- [Short task]:
Convert the data from its start through the line containing "point(115, 194)" into a two-column CSV with the headers instruction and response. Each text and its answer should form one row, with both fields quoted and line breaks replaced by spaces.

- [Supplied records]:
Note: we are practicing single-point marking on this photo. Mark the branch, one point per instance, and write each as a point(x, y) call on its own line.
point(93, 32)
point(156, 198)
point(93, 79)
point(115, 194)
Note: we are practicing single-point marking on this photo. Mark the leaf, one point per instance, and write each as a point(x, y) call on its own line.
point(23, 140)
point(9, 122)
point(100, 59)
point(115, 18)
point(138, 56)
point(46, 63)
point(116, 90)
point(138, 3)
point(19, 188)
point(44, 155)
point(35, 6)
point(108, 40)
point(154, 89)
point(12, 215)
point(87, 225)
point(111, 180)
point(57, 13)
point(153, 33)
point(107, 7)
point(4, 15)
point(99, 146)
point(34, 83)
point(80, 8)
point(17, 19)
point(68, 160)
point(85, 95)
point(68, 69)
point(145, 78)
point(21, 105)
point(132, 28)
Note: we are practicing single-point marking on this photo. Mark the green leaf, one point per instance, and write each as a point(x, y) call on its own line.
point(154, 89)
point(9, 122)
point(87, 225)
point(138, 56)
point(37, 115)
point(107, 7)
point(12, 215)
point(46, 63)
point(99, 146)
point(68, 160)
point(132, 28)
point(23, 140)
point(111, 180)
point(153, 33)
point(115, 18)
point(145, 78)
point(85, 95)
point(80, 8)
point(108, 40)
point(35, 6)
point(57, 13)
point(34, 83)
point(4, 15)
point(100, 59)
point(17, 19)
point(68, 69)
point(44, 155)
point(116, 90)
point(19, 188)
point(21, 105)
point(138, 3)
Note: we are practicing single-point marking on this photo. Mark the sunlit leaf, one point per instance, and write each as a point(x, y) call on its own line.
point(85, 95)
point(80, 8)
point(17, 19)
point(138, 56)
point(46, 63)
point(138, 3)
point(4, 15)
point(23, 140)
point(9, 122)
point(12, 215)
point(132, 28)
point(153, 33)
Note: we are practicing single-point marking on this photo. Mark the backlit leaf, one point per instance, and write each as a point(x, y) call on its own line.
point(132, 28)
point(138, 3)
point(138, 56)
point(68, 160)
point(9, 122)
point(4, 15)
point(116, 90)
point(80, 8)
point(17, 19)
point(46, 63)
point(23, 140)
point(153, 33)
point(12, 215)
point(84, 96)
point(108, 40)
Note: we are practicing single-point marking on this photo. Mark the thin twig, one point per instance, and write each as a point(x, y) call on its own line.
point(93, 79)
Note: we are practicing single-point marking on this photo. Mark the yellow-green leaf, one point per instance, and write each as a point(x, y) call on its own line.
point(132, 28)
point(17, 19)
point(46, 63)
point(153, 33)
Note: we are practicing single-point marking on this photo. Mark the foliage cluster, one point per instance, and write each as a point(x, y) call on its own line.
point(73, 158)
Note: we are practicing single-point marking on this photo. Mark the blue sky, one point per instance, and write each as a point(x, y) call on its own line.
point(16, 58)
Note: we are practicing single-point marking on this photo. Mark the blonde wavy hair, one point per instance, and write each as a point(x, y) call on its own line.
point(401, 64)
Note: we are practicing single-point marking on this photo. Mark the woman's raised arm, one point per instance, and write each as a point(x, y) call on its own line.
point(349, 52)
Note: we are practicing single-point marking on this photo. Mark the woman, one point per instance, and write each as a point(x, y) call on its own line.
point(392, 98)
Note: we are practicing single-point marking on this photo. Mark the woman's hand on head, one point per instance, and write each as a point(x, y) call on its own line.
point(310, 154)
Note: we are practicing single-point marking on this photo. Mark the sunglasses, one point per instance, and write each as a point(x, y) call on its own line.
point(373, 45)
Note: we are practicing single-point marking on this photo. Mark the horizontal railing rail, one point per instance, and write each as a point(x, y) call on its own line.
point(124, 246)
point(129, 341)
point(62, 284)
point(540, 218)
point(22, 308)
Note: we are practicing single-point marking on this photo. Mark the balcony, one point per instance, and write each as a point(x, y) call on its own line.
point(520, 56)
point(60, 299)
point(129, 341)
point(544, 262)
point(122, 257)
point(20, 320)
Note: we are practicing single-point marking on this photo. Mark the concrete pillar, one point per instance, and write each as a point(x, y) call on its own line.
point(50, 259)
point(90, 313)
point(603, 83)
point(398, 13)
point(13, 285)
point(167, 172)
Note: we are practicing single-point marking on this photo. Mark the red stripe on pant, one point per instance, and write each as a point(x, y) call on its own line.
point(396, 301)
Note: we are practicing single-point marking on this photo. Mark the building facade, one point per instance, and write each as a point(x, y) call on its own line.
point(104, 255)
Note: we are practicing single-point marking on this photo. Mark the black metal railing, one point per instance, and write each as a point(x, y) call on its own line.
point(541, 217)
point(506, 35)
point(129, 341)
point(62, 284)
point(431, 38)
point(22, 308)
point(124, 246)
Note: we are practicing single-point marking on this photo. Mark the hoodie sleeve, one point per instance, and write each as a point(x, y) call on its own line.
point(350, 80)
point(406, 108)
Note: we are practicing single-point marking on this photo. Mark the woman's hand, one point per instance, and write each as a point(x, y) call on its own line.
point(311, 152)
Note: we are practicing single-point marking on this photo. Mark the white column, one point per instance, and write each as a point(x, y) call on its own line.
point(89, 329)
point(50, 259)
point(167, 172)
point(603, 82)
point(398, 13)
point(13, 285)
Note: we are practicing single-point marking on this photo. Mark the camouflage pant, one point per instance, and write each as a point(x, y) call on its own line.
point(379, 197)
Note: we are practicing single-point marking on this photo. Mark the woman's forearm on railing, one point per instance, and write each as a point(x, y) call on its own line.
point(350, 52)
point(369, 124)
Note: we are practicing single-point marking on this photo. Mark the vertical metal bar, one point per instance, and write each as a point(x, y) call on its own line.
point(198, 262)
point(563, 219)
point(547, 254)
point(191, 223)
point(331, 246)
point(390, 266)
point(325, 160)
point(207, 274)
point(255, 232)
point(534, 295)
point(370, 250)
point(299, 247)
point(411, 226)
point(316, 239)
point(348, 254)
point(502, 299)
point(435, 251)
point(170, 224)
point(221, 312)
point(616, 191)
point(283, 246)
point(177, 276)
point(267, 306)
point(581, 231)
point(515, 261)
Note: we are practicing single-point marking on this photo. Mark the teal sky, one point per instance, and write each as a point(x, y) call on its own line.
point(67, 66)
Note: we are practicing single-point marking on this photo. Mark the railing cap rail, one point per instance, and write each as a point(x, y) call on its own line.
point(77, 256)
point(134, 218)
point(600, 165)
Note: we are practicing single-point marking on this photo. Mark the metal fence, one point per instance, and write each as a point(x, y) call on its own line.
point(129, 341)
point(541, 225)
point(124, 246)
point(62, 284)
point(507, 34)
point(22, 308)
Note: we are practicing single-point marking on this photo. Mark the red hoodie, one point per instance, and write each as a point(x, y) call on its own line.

- [Output of the task]:
instruction,response
"Note: we are practicing single-point marking on this photo. Mark the branch, one point per instance, and write each as a point(x, y) call on its own line.","point(93, 32) point(156, 198) point(93, 79) point(115, 194)"